======== DOCUMENT PASSAGE ========

Thursday, May 26, 2011

A Little Bit

Not sure why my server is rejecting my photos, so I will make this one short, as I understand myself not wanting to just look at words…

Today I am trying to stay on task (life) and finally go get a haircut and my nails did. That should help, and be a nice reprieve from working in the yard and dealing with real-life stuff. Besides the foot bath should help my feet. Also, I need to remind myself to make that LONG-overdue call to the woman I traded graphic design for a massage, and let her know how fabulous her partner the masseuse was. I am hoping I can let her know why it has taken me so long to return her call, and at the same time see if she/they know anything about massage for FMS and the associated trigger points. That would be nice. I want to try acupuncture, but I am hesitant to do anything even semi-permanent when I am needing to have as many of my symptoms present at this time. Heck, it has already been 10 years (not the 9 I previously thought) which I have been dealing with this…. whats a few more weeks? ;)

P.S. I hope these posts don't sound like downers. I still have lots of spunk left and feel there is much to look forward to, so you will see more pretty things and hopefully inspiring things int he near future! I just know my sense of humor will come back FULL-FORCE - it is right around the corner. I feel it.

Freestylers - Cracks ft. Belle Humble (Flux Pavilion Remix)

Tuesday, May 24, 2011

why… why… WHY….?

That is the question…. Why have I not been able to post like I swore to myself I would…?
Well, I think I have a better answer now than the one I had been giving myself: "I am obviously flakey." I knew I have long had issues with short-term memory and lack of organization (for about 9 years now), but all the same it has been very frustrating. I know I love organization and remembering things, as silly as that sounds. So why have I had problems doing this, when I know I am not careless or intentionally flakey? I got the answer yesterday.

 I went to see my doc to address some concerns with what I thought was arthritis. I could still have arthritis but after several questions and answers, she pulled her chair up right in front of me and said the dreaded word: fibromyalgia. I really don't want to drone on with how bad it has been, but I would like to mention how amazing it can be when you have been called a hypochondriac for years, and had all sorts of serious physical complaints that people sort of dismiss as due you being lazy and not wanting to exercise.  So, with the divorce going on full-force, and me just getting papers accusing me of freeloading and not wanting to work (never-mind my occasional inability to remember my own birthdate or forgetting half of all appointments I make) I now have something to shove in the face of my adversarial. I did tell my doc how "I didn't want this diagnosis," and had to tell her that all I have heard about it is that people don't believe it is real (other than all in your head) and that aside from this, my "ex" thinks that anything with the words "disorder" or "syndrome" are not real medical conditions. Her reply was "Obviously he is the smartest man in the world." I do love her.

======== AVAILABLE DATA ========

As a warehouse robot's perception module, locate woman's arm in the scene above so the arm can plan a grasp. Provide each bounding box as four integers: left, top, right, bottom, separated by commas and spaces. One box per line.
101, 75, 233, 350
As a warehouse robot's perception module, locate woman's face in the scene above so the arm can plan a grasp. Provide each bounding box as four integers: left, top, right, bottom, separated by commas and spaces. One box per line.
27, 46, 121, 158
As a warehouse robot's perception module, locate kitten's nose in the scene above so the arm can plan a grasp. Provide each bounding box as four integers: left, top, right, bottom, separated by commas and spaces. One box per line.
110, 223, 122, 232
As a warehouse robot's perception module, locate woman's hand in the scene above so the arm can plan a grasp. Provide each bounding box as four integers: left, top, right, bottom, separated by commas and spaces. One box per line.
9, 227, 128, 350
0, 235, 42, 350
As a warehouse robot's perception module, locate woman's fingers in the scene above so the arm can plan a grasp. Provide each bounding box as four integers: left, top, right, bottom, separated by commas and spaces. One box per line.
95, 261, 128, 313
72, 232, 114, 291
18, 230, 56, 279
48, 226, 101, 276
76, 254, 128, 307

========
======== AVAILABLE DATA ========

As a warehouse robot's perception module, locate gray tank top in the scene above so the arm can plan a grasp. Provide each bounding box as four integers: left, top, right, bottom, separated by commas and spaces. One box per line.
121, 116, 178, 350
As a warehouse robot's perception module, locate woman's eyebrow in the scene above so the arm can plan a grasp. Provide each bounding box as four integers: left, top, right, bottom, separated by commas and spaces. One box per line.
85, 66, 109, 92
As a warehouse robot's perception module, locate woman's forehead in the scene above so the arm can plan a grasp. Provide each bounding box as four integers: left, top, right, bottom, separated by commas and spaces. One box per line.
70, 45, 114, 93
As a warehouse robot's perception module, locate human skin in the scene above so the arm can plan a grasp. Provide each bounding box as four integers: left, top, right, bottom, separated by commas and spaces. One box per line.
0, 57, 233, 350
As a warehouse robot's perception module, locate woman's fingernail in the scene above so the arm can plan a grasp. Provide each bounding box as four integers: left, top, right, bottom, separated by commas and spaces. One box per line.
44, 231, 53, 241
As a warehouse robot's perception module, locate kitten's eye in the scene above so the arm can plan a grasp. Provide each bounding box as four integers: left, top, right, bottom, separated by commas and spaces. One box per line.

========
======== AVAILABLE DATA ========

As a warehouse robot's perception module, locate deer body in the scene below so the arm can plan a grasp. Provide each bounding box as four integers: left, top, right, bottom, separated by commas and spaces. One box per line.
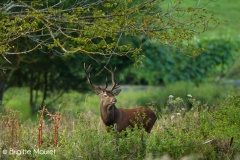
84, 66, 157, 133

========

▸ WHAT THE TASK ASKS
Continue the blog post about the fibromyalgia diagnosis, starting after "I do love her."

▸ RESPONSE TO THIS TASK
So, as a glass half full sort of person, I am not only relieved, but I think the timing could not be more perfect. On top of that, perhaps I can get better treatment for the extreme fatigue, chronic aches and pains, and inability to stay on task. Not sure if I really do have ADHD and chronic fatigue and anxiety (all of which I have been treated for in the last several years) or if it all falls under fibromyalgia. In fact, I finally went to look it up, and I have every single characteristic of the condition. So, as I will still go to see a rheumatologist for my hands and feet (and an oral cancer specialist for my tongue due to "bruxing" or grinding, which is another symptom of FM) I will try to take things easy, not be hard on myself, and maybe this will help me relax enough to make time for art, which is what I really truly need right now.

Oh, and here are some pictures of my new (free!) couch and chair I got on Craigslist… a beautiful Arts & Crafts mohair set, in nearly perfect condition.
(What in the hell is a "Mo"???)


P.P.S. Please take a look at the first picture in this post, with the side table next to the couch, and see If you can see a better way to position the table. It is TOTALLY bugging me and my 'spacial organization' section of my brain.